EXERCISE PROMPT
Change "clipboard" to "folder" in the data from the line with "Extract clipboard from" to the line with "xmin=689 ymin=256 xmax=746 ymax=317", both lines included. Reproduce only those lines, with nothing else altered.

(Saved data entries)
================================

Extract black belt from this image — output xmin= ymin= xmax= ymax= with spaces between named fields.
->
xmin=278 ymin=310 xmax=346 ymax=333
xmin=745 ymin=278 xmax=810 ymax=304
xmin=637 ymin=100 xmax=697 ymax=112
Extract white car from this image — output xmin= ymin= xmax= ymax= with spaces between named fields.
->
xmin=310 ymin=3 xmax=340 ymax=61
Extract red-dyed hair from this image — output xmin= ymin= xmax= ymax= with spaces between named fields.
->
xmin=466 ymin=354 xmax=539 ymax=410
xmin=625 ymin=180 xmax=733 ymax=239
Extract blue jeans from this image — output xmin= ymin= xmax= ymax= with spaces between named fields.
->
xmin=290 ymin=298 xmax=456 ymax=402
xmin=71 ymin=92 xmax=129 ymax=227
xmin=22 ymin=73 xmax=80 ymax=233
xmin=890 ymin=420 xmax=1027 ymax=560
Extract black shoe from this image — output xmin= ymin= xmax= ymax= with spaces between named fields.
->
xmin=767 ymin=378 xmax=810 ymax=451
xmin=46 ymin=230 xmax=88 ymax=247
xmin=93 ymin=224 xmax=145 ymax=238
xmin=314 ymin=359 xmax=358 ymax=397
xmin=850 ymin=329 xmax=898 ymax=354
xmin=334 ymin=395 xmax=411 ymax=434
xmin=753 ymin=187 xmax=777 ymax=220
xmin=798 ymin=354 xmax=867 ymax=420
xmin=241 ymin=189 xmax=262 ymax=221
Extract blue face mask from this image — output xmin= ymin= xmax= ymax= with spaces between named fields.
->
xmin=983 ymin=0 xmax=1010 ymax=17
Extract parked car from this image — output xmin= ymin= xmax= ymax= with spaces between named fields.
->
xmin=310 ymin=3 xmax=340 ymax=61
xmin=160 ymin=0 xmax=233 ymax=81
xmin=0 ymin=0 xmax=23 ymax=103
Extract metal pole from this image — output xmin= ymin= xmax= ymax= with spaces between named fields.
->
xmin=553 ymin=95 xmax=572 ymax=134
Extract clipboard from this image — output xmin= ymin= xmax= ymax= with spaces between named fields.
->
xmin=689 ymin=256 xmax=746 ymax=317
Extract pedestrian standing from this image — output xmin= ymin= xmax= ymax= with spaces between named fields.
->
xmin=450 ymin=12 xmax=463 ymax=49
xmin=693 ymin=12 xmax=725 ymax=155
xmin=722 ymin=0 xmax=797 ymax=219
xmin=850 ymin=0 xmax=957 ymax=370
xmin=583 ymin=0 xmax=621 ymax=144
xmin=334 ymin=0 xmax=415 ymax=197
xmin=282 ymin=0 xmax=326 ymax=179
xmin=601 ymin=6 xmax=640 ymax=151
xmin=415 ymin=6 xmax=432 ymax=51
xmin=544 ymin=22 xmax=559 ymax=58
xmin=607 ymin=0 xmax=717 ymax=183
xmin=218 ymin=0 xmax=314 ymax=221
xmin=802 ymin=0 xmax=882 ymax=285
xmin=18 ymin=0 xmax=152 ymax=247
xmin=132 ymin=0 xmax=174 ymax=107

================================

PROBLEM SOLUTION
Extract folder from this image — output xmin= ymin= xmax= ymax= with spaces between named fields.
->
xmin=689 ymin=256 xmax=746 ymax=317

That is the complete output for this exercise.